**The records:**
# # # # # # #

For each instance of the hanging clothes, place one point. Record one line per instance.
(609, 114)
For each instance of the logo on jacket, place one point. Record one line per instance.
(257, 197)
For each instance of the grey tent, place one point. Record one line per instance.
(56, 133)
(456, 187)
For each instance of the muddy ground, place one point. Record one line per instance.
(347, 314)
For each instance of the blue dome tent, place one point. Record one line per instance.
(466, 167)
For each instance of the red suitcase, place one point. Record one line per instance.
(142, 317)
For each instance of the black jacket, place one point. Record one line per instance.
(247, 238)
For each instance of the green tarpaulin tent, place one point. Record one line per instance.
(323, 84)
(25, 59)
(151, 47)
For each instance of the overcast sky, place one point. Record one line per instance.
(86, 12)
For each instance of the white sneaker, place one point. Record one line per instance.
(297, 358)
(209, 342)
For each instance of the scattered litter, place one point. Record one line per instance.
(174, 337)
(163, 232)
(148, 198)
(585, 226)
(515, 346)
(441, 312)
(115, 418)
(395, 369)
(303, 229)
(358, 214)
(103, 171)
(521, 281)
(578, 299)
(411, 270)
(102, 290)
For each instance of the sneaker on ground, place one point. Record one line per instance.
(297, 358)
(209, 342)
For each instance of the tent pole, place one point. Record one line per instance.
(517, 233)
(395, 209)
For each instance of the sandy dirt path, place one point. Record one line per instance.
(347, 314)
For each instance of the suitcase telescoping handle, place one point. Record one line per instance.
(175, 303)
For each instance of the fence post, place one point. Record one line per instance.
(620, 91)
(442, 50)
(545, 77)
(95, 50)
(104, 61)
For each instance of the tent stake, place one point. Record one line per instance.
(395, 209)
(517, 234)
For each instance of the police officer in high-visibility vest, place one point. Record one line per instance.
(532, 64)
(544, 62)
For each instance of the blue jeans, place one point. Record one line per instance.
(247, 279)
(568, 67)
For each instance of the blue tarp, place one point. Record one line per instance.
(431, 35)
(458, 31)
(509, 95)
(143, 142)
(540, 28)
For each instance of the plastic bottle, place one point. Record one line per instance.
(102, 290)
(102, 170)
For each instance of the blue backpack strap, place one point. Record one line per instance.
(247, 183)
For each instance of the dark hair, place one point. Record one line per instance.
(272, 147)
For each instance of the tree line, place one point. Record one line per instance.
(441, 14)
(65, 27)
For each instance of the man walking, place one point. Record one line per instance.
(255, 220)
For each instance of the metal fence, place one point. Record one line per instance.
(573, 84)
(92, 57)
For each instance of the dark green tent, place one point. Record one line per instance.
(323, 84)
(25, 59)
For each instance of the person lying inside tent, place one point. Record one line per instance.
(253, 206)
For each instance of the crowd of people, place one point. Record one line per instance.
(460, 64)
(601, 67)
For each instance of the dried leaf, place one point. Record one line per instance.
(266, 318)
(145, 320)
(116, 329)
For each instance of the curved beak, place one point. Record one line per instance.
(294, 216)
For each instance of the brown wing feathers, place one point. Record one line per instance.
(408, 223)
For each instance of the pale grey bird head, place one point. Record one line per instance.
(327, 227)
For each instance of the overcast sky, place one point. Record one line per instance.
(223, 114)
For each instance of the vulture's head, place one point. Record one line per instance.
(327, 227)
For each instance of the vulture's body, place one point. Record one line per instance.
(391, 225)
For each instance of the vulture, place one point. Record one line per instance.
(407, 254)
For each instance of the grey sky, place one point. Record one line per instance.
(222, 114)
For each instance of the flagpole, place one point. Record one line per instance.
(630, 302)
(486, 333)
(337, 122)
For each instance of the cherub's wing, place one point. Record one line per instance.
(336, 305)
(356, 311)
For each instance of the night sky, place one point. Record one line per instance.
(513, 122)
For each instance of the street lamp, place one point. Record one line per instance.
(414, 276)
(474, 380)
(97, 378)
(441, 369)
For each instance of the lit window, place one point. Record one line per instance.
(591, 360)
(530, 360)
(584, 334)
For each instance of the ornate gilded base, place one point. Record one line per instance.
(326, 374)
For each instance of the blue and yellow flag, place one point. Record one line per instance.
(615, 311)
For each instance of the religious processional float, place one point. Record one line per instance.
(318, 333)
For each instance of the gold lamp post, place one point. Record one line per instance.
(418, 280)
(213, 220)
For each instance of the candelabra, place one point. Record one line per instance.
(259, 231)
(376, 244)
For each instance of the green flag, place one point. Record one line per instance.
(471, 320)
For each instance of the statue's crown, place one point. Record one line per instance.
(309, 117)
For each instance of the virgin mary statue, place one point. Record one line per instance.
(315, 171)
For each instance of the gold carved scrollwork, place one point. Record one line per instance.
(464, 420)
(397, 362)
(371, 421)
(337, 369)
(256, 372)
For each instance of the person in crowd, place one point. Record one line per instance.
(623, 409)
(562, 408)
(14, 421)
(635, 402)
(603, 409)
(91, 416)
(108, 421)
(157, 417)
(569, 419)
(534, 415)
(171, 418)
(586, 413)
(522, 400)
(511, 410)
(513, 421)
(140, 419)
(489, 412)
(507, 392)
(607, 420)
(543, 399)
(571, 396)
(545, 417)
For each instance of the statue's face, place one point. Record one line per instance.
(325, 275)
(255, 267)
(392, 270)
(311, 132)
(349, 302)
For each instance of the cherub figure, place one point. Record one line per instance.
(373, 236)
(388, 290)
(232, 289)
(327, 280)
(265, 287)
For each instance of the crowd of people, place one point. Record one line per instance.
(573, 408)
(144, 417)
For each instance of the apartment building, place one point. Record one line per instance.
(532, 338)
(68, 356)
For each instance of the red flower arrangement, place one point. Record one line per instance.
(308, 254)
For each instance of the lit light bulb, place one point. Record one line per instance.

# # # # # # #

**Do this:** Your output consists solely of the lines from the one with "For each instance of the person in" through the last line, copied exactly.

**The solution:**
For each instance of the person in crowd, place one point. Record one line per instance.
(623, 409)
(562, 408)
(14, 421)
(635, 402)
(603, 409)
(91, 416)
(108, 421)
(157, 417)
(569, 419)
(534, 415)
(171, 418)
(586, 413)
(522, 400)
(511, 410)
(513, 421)
(140, 419)
(489, 412)
(507, 392)
(607, 420)
(543, 399)
(571, 396)
(545, 417)
For each instance of the statue's face, place one point. Record one line per instance.
(325, 275)
(255, 267)
(392, 270)
(311, 132)
(349, 302)
For each instance of the cherub figure, place one point. Record one line per instance.
(373, 236)
(388, 290)
(232, 289)
(327, 280)
(265, 287)
For each instance of the crowd of people, place one point. Record one line per instance.
(573, 408)
(144, 417)
For each instance of the apartment building, place one point. Record one line per instance.
(532, 338)
(68, 356)
For each instance of the red flower arrangement, place one point. Record one line per instance.
(308, 254)
For each instance of the lit light bulb, place one point. Record one line per instance.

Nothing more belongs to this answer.